GIVEN PASSAGE:
As of now, the supermarkets are functioning.

If (Supermarkets Close) Then (what)?  The average supermarket used to have inventory for three days.  The average house, food enough for three days.   Add that up, and American is pretty close to being hungry.  What happens Then?  Martial law?  Food distributions?

If (Your Job Ceases to Exist) Then (what)?

That’s the key to preparing yourself, not only physically like those people building blanket forts with a semi-load of toilet paper in their basement as structural wall material, but also mentally.  To understand what’s going on, to be one step ahead, you have to imagine what could happen.  You have to let your mind make it real and run it to a logical conclusion.

Then you have to see if it makes sense.

TOM

Okay, not everything bad can happen.  I mean, cats with thumbs?  Silly.

TASKS AND EXERCISES:
(A) List every sentence in the passage on preparing for a crisis that ends with a question mark.
(B) Write the next few sentences of the passage on preparing for a crisis, starting right after its final sentence and keeping its voice.
The records that come after this passage are separate material and are unrelated to it.

INPUT DATA:

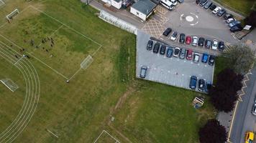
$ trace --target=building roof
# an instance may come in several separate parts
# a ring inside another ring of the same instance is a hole
[[[157,6],[157,4],[150,0],[139,0],[132,6],[132,8],[145,15],[148,15],[155,6]]]

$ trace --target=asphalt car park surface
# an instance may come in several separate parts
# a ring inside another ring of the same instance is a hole
[[[237,42],[224,19],[212,14],[210,9],[196,4],[196,1],[185,1],[177,9],[167,13],[165,16],[169,20],[164,26],[171,27],[179,33],[232,44]]]
[[[198,80],[203,79],[212,82],[214,66],[201,61],[198,64],[193,60],[181,59],[178,57],[166,57],[165,55],[155,54],[152,50],[147,50],[146,46],[150,36],[138,31],[137,41],[137,77],[140,78],[141,67],[147,66],[145,79],[166,84],[172,86],[189,88],[190,77],[196,76]],[[156,41],[154,41],[154,44]],[[154,45],[153,44],[153,45]],[[172,45],[171,45],[172,46]],[[153,48],[152,48],[153,49]],[[198,91],[198,83],[196,84]]]

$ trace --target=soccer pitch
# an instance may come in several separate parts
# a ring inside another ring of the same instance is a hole
[[[196,93],[136,79],[136,36],[93,8],[4,1],[0,80],[12,82],[0,82],[0,142],[197,142],[199,124],[214,116],[207,99],[191,107]]]

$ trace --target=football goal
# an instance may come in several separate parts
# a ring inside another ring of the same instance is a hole
[[[6,15],[6,17],[8,21],[10,21],[10,20],[12,19],[13,17],[17,16],[19,13],[19,11],[17,9],[16,9],[12,12],[11,12],[11,14]]]
[[[17,85],[10,79],[1,79],[0,82],[2,84],[4,84],[12,92],[15,92],[15,90],[17,90],[19,88],[18,85]]]

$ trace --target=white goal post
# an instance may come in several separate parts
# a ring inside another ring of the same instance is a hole
[[[3,0],[0,0],[0,6],[5,5],[5,3]]]
[[[11,12],[11,14],[6,15],[6,17],[8,21],[10,21],[14,16],[17,15],[19,13],[19,11],[17,9],[16,9],[12,12]]]

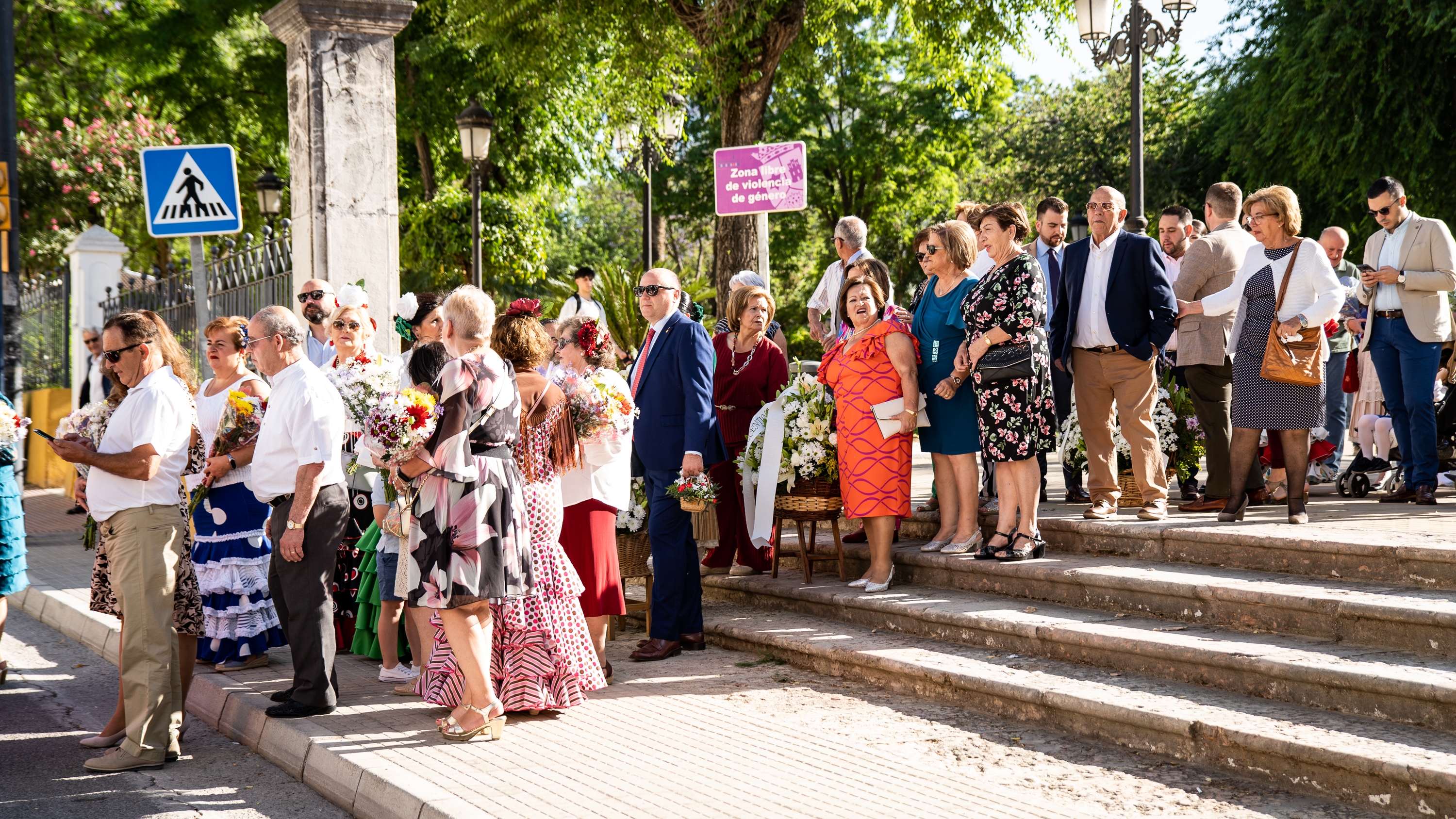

ANSWERS:
(A)
1. If (Supermarkets Close) Then (what)?
2. What happens Then?
3. Martial law?
4. Food distributions?
5. If (Your Job Ceases to Exist) Then (what)?
6. I mean, cats with thumbs?

(B)
When an idea makes sense, follow it through.  If so, Then what’s the consequence?  Don’t limit your thinking.  It’s a fun game.  Sure, sometimes it ends up in global thermonuclear war, but so did The Terminator™, and look how much fun that was.  But when you really think about it, you’ll look to see what happened in the past.  While the future won’t look exactly like the past, it will rhyme.  The cause and effect of many things doesn’t change.

If we’re quarantining, Then we won’t drive as much.  If we don’t drive as much, Then we won’t use as much of that sweet, sweet gasoline.  If we don’t use as much of that sweet, sweet, gasoline, Then the price of oil, refineries, and oil producing companies will drop and some will go out of business and lots of people will lose their jobs.  That’s exactly what happened last week, and will happen in the next month.

If.

Then.

COVID-19 wasn’t in my projections – I was expecting cake.  It wasn’t in the mindset of the people of the world.  Then it was.  So what happens next?  What chains will snap, further unraveling our civilization?  What changes will be permanent?

  • If you want to keep your doctors alive, Then how will you protect them from COVID-19?
  • If you want to save the people with the most future, Then how many over 40 will get one of the 60,000 ventilators? Besides me, I mean.
  • If your customers are being impacted, Then will they fail?
  • If your customers fail, Then who will pay you?
  • If government wants to control people and how they move, Then they’ll start using the tracking information from cell phones.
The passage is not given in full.